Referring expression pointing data
• • • • •

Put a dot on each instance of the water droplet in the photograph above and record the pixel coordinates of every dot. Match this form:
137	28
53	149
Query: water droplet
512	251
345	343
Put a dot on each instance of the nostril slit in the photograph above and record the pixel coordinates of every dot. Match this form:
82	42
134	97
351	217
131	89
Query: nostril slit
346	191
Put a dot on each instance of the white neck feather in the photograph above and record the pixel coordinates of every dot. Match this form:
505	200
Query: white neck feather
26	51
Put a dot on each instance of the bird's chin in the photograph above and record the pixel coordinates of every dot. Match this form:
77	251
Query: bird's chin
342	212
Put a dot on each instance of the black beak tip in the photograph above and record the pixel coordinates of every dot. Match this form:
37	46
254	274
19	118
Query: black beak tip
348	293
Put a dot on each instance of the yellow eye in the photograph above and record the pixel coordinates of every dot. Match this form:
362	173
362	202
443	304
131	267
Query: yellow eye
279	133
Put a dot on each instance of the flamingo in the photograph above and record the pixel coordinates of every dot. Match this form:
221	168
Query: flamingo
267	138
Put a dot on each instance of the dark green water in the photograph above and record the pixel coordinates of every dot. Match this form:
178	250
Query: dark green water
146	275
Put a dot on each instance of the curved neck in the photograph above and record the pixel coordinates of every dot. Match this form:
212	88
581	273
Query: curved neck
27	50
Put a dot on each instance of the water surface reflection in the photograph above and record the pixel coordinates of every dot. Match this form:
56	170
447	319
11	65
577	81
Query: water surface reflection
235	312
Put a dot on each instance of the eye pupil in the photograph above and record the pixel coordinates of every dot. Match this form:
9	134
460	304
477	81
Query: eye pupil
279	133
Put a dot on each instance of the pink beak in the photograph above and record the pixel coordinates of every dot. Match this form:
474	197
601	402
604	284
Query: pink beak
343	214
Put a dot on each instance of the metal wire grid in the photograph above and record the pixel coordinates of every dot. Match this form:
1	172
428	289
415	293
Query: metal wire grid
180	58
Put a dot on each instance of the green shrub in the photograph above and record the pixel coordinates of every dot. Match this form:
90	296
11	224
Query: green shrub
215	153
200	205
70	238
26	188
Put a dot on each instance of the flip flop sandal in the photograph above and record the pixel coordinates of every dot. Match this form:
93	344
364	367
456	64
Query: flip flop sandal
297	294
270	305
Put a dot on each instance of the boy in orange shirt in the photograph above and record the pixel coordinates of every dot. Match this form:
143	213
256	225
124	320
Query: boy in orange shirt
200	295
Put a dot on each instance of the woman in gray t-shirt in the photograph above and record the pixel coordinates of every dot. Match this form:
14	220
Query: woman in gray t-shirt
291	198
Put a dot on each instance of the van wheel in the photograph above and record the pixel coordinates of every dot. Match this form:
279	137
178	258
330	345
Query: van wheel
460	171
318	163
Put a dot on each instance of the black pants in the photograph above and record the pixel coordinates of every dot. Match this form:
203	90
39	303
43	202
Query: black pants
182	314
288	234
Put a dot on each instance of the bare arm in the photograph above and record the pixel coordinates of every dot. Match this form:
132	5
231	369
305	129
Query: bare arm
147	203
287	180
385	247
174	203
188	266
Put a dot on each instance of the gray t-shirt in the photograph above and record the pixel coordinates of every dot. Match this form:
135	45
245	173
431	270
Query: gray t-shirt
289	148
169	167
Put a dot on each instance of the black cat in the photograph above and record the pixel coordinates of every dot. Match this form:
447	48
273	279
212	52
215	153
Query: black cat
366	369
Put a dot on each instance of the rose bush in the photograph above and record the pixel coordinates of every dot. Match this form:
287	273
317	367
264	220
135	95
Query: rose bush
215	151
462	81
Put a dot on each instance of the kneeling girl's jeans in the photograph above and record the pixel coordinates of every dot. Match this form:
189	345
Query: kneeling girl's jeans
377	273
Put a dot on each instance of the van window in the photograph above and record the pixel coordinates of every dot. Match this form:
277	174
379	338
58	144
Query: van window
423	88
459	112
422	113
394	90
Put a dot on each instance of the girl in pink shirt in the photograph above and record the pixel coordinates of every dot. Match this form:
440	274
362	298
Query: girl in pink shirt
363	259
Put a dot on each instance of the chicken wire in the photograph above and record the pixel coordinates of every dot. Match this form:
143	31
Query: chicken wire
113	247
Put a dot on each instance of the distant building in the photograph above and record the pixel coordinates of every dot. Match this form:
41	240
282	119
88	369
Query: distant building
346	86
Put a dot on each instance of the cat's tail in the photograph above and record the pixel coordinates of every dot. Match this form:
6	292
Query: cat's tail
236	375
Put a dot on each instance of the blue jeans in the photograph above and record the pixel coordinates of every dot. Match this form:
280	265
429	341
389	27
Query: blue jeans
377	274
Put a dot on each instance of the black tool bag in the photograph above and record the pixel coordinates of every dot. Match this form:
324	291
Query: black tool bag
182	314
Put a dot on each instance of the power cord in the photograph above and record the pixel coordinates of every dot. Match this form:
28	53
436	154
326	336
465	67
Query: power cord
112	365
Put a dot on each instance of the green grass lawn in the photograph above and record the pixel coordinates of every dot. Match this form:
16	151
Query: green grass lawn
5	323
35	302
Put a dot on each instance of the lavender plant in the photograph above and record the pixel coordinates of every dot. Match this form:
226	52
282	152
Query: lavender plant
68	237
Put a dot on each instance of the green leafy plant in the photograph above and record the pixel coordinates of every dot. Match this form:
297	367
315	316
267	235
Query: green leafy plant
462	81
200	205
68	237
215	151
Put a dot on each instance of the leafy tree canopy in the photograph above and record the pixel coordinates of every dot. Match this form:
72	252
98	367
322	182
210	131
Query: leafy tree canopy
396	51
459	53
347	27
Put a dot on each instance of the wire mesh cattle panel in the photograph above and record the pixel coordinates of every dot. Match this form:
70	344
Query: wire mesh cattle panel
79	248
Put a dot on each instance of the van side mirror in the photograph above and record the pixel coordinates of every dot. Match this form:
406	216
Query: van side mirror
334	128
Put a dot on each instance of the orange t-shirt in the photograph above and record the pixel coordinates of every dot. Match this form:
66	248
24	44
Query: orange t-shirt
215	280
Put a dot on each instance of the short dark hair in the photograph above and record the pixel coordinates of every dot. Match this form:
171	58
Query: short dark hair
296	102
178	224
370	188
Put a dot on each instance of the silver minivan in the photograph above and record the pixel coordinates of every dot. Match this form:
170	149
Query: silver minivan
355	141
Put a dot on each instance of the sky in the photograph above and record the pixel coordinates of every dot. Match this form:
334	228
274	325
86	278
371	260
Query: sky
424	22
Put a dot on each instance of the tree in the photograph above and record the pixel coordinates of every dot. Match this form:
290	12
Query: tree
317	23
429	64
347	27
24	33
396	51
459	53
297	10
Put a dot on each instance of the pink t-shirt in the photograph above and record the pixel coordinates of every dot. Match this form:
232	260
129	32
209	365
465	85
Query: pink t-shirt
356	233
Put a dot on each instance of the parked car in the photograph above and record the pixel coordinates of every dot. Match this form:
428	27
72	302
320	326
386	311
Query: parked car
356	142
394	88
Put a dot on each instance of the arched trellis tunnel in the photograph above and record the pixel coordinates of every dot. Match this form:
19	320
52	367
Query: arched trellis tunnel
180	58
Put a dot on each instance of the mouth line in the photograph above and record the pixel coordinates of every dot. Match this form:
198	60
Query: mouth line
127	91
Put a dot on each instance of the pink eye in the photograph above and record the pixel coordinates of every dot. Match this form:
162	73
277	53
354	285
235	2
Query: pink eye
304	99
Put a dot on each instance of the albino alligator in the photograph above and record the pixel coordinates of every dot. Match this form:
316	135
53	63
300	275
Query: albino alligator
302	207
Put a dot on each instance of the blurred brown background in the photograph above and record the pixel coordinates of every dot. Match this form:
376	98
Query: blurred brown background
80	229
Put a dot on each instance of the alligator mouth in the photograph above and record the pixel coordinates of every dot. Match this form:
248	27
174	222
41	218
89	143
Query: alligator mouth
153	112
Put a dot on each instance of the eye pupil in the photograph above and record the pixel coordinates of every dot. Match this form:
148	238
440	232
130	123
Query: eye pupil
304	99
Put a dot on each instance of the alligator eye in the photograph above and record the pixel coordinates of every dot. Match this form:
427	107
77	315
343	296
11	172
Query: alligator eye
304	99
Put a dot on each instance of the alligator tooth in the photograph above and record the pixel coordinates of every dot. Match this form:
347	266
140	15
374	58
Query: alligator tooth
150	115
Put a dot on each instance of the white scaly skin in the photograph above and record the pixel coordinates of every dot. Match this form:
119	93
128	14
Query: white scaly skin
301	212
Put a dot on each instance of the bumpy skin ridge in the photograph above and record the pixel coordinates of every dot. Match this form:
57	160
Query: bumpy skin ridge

• • • • •

__Task requirements__
Set out exactly the run of lines that begins at the line holding "Put a dot on each instance of the white scaly" and ends at the last line of the data.

__Answer to the problem__
Put a dot on each instance of the white scaly skin in the photograph above and record the pixel coordinates of every dot. Match this form:
119	93
128	14
Query: white scaly skin
301	212
Put a dot on each instance of the bumpy skin ridge in the photograph above and record the pixel coordinates of every dot. Match this form:
57	160
Query: bumpy skin ridge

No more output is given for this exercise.